Task prompt:
Return, unchanged, everything in the entries below from the line containing "367, row 346." down to the line containing "column 491, row 242", both of those lines included.

Information shown:
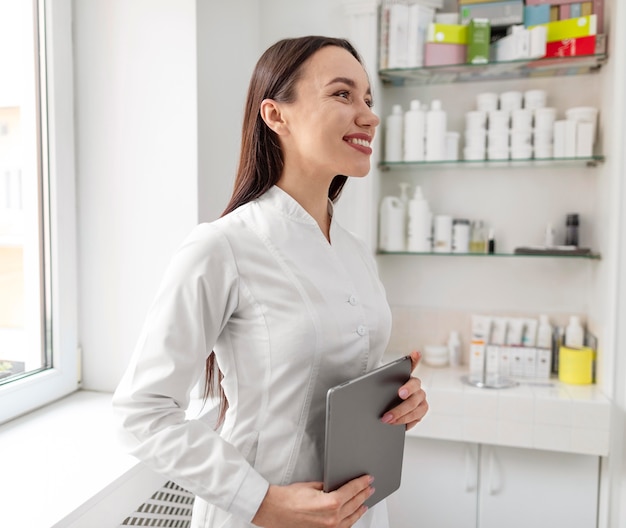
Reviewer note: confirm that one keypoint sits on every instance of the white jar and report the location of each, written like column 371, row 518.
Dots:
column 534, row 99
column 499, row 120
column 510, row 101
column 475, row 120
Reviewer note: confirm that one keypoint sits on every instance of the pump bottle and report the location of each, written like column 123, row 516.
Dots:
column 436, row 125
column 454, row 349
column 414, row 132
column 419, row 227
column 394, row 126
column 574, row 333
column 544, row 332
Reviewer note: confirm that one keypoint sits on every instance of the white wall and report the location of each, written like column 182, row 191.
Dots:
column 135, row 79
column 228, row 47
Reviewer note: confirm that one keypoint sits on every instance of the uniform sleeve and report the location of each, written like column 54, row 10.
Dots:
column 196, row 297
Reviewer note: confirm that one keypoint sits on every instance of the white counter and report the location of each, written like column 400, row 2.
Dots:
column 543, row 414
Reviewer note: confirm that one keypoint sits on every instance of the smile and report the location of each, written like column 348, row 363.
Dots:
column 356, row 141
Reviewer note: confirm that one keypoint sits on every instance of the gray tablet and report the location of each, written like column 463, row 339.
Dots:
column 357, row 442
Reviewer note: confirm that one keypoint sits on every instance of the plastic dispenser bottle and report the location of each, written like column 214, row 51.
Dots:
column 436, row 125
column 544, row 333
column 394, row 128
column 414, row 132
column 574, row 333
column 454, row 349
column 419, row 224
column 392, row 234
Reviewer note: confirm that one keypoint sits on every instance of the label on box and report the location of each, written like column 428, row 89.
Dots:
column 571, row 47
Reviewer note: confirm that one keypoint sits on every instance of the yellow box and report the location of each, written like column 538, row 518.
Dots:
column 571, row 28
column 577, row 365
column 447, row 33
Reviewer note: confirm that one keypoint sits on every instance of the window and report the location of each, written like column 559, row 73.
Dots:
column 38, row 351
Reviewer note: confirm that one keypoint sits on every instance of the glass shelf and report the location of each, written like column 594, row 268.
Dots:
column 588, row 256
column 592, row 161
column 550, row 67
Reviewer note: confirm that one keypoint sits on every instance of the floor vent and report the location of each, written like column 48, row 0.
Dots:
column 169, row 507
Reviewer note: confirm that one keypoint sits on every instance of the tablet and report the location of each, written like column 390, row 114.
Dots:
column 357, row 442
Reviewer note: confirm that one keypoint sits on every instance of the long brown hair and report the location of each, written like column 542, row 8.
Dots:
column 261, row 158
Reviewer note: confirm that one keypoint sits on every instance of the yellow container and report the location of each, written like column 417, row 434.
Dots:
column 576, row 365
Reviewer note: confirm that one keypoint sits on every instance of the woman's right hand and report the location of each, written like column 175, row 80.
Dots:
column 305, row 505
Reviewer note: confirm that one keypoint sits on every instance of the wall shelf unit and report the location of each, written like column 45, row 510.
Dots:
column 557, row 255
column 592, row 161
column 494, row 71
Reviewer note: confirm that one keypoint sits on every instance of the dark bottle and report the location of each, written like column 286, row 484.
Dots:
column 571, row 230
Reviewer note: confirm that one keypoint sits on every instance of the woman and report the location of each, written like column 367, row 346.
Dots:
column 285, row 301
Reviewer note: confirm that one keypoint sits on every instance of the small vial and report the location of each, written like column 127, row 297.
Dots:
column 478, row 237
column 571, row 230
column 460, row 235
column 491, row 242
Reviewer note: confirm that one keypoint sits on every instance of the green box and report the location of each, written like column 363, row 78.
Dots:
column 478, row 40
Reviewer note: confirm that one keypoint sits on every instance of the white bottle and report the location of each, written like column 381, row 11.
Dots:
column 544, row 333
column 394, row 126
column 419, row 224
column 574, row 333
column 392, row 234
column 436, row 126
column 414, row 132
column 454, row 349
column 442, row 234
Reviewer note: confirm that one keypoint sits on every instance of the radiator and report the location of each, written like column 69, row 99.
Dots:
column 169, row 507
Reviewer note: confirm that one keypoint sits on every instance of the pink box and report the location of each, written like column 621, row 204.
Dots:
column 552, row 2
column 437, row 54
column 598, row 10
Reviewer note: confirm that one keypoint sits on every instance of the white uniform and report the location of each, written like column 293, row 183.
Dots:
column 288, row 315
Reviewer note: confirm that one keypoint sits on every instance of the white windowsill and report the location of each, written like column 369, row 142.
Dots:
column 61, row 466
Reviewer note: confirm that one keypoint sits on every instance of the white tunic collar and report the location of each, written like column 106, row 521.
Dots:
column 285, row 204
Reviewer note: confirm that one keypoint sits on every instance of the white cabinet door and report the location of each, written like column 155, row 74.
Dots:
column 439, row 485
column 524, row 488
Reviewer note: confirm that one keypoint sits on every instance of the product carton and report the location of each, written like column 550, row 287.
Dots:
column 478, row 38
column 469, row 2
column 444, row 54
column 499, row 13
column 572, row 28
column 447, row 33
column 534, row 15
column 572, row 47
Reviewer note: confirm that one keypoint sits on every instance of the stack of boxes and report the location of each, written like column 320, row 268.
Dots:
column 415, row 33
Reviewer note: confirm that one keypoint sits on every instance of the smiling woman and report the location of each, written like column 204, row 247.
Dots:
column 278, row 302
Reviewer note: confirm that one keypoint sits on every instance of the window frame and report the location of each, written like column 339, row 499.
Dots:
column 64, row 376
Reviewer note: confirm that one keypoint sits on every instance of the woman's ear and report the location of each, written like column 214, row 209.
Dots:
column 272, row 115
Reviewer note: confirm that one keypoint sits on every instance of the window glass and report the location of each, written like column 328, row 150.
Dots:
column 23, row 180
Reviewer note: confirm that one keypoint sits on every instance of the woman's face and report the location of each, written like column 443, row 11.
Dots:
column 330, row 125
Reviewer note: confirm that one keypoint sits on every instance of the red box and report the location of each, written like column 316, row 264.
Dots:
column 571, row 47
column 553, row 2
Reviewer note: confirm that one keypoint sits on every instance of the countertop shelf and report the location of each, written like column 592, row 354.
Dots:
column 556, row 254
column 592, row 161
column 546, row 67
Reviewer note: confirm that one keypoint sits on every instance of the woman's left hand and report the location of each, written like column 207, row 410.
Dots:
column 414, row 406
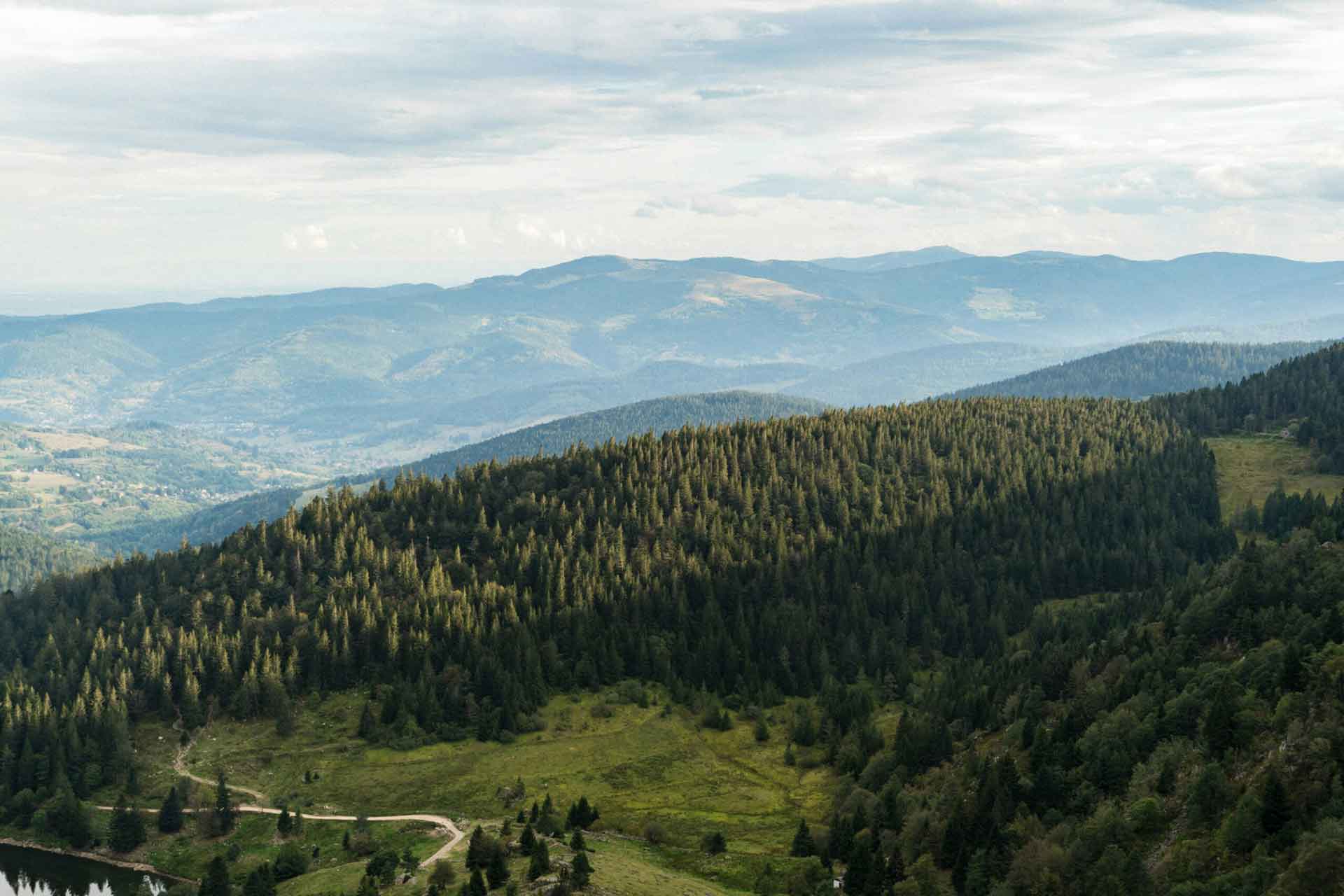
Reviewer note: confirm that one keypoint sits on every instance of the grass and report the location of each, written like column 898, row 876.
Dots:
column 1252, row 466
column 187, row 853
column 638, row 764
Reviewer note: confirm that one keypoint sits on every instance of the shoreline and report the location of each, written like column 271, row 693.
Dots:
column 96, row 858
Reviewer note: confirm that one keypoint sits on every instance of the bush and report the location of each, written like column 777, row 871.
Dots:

Completed exercise:
Reviewer note: confirm that one keypoint sits on every instance of the woman and report the location of each, written like column 367, row 346.
Dots:
column 285, row 301
Reviewer note: confirm that one keypoint sits on every instance of the small vial and report the location of each, written like column 127, row 297.
Dots:
column 478, row 237
column 571, row 230
column 460, row 235
column 491, row 242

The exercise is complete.